**FRAGMENTO DEL DOCUMENTO:**
****************************************

Incluso ese entrañable ejército de “Pancho Villa” que son los makers, tan brillantes como caóticos, dieron un magnífico ejemplo del potencial del open source -código abierto- cuando, tras un sinfín de prototipos, dieron con el modelo de las pantallas protectoras y pudieron crear un estándar que multiplicó su productividad. El movimiento Covidmaker es el mejor rizoma que jamás pudieron soñar Deleuze y Guattari.
El salto definitivo de Frena la Curva fue proyectar toda esa energía social en la interfaz más intuitiva posible: un mapa. Un mapa que permitiera organizar la solidaridad entre vecinos, pero también entre organizaciones sociales e instituciones, mediante chinchetas de colores. Una herramienta diseñada por Kaleidos.net con soporte de Ushahidi y Open Street Map: software libre y código abierto para llegar y copiar. Hoy cuenta con más de 7.000 chinchetas de oferta y demanda de ayuda, pero sabemos que el impacto social producido puede ser incluso mucho mayor, con más de 230.000 visitas al mapa, creemos que muchas personas vulnerables entran y lo usan sin la necesidad de poner su chincheta, sin pasar por el mal trago de exponer su demanda, pues pueden encontrar fácilmente un vecino que les ayude. Ya hay seis países que están empezando a utilizar esta herramienta de Frena la Curva, de la que están haciendo sus propias versiones, como Colombia, con más experiencia en ayuda humanitaria que nosotros, o Argentina que está integrando el mapa con el feed de Twitter. Innovación abierta e inteligencia colectiva puesta al servicio del interés general, mucho más potente y eficiente que esa competición que algunos están librando por presentar la app más cool, y que recuerda a la carrera por las patentes farmacéuticas, precisamente en un momento donde el conocimiento y los códigos deberían de ser, por decreto, abiertos y compartidos.
Los últimos días de Frena la Curva los estamos dedicando a multiplicar la incidencia de la herramienta mediante acuerdos con grandes colectivos, organizaciones sociales, instituciones y empresas. También estamos diseñando una lanzadera de proyectos de innovación social que conecte esta curva que estamos intentando frenar entre todos con la pendiente tenebrosa que vendrá después, una iniciativa en la que estamos implicados varios laboratorios de innovación pública abierta de toda España.

****************************************

**DATOS APORTADOS:**

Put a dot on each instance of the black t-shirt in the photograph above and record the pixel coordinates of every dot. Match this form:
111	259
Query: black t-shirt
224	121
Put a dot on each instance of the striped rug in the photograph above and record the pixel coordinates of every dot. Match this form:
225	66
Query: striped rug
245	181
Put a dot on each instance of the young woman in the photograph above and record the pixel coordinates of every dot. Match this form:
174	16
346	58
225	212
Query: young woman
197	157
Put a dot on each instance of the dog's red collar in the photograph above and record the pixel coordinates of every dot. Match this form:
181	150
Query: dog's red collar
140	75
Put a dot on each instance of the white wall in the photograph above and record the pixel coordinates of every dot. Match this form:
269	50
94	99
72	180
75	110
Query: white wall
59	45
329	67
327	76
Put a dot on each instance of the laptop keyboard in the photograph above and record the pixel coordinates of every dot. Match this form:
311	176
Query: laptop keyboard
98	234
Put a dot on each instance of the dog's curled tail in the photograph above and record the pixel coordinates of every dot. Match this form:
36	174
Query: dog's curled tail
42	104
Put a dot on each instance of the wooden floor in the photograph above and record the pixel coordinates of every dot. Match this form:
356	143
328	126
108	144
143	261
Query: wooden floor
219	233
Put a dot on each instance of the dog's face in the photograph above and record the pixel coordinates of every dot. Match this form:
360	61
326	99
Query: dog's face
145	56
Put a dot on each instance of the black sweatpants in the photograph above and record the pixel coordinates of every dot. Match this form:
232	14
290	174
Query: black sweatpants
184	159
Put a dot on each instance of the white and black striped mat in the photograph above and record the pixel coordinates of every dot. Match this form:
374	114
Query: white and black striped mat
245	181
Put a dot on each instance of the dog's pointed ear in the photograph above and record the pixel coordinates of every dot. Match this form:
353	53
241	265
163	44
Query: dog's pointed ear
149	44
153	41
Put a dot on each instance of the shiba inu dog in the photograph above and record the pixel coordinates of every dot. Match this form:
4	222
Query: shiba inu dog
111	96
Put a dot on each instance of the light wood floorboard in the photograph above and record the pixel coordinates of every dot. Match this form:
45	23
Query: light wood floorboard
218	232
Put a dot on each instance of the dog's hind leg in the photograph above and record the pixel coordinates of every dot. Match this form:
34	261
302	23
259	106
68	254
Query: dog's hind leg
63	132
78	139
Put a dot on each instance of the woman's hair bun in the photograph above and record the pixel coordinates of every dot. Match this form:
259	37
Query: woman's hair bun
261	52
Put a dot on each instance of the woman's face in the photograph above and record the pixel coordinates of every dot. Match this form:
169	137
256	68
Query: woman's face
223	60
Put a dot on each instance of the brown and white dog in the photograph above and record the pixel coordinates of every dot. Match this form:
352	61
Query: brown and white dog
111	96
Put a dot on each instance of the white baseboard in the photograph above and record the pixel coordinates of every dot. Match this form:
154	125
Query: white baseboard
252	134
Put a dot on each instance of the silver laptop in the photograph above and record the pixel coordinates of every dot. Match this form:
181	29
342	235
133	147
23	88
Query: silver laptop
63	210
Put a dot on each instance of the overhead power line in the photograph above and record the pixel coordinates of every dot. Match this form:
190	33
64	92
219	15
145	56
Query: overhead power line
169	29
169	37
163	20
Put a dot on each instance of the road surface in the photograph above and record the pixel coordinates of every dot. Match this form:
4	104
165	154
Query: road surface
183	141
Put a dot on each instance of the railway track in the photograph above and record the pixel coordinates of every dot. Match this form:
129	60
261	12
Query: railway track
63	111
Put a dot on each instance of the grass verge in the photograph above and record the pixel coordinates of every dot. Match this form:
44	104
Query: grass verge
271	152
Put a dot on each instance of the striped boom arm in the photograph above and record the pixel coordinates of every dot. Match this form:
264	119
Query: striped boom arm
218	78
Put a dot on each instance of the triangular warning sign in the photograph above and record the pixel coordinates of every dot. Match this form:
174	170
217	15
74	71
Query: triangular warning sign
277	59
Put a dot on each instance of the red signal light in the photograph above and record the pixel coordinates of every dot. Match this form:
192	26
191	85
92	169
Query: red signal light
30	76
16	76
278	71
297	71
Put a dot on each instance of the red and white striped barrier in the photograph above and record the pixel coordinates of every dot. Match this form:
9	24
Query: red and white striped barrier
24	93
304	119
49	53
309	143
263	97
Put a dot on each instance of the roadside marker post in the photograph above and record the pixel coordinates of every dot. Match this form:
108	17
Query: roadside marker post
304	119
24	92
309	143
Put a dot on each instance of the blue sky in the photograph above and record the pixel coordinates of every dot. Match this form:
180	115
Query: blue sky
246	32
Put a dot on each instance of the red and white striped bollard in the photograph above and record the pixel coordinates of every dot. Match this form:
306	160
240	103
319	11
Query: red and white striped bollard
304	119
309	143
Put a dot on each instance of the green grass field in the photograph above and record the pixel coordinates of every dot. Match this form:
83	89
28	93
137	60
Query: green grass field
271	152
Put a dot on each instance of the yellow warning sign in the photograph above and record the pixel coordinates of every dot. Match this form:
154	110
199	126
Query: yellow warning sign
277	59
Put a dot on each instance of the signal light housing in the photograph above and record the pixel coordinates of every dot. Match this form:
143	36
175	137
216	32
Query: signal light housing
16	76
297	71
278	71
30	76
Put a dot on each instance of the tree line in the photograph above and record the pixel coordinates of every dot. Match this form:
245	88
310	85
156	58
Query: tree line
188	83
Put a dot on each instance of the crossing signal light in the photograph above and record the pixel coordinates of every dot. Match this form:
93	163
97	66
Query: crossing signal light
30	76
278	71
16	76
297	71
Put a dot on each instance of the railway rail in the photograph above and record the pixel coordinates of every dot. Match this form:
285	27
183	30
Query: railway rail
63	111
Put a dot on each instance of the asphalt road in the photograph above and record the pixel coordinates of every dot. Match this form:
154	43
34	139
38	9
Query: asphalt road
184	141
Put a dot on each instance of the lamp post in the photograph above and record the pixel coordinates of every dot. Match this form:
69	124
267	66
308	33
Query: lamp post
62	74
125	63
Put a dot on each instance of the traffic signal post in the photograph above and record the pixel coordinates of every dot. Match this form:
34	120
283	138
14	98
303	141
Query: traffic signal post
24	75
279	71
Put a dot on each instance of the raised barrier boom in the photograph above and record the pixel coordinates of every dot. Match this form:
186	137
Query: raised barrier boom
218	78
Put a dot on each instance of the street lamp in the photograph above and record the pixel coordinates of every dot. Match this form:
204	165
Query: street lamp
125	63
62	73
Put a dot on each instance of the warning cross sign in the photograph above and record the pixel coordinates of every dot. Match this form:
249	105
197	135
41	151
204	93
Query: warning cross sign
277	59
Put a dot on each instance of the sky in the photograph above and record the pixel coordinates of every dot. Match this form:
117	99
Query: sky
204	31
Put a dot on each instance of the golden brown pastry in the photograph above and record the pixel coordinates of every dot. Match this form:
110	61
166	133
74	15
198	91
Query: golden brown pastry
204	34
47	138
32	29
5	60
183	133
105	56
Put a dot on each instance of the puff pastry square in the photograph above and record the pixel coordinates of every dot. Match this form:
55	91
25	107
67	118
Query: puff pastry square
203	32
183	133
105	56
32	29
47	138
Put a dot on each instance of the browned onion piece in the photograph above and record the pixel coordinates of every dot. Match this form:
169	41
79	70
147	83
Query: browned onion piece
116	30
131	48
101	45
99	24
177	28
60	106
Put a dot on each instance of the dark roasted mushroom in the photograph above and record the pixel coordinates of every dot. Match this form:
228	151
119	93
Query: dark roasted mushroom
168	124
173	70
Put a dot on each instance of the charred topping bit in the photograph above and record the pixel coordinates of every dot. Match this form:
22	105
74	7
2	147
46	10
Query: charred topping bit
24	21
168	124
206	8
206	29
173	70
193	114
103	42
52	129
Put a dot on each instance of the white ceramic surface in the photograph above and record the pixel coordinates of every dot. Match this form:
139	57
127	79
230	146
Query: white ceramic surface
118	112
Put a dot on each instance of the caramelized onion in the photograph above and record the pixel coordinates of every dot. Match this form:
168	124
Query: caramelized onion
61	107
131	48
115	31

****************************************

**TRABAJO PEDIDO:** ¿Puedes continuar el texto sobre Frena la Curva a partir de su última frase? El material no tiene relación con el texto sobre Frena la Curva.

**RESPUESTA ESCRITA:**
Quizá el mayor logro de Frena la Curva no venga de su impacto social directo, sino de su capacidad de generar un aprendizaje colectivo, de haber creado un mapa de sentidos comunes que nos recuerde que no estamos solos en esto, que somos más que nunca una comunidad de bienes, cuyo patrimonio colectivo somos nosotros mismos. No en vano, como decía Kant, lo que hace especiales a los humanos es que son un fin en sí mismos.
Vienen tiempos inciertos en los que habrá que defender los flancos del sistema frente a los cantos de sirena populistas y sus franquicias de odio. Algunos querrán alimentar el miedo para imponer agendas de control y menoscabar la libertad, en la vieja y tramposa táctica de confrontarla a la la seguridad. Otros olvidarán rápido lo unidos y hermanados que estuvimos en la pandemia, y mirarán hacia otro lado cuando haya que plantear un reparto justo de los costes sociales para la recuperación. Es ahí donde la democracia deberá mostrarse más fuerte que nunca. Es ahí donde habrá que encauzar toda la energía social acumulada durante esta crisis. A nuestro favor tenemos que muchos conservarán aún fresca en su memoria esa electrizante sensación de sentirse parte de algo grande, la inmensa e insustituible euforia de lo común.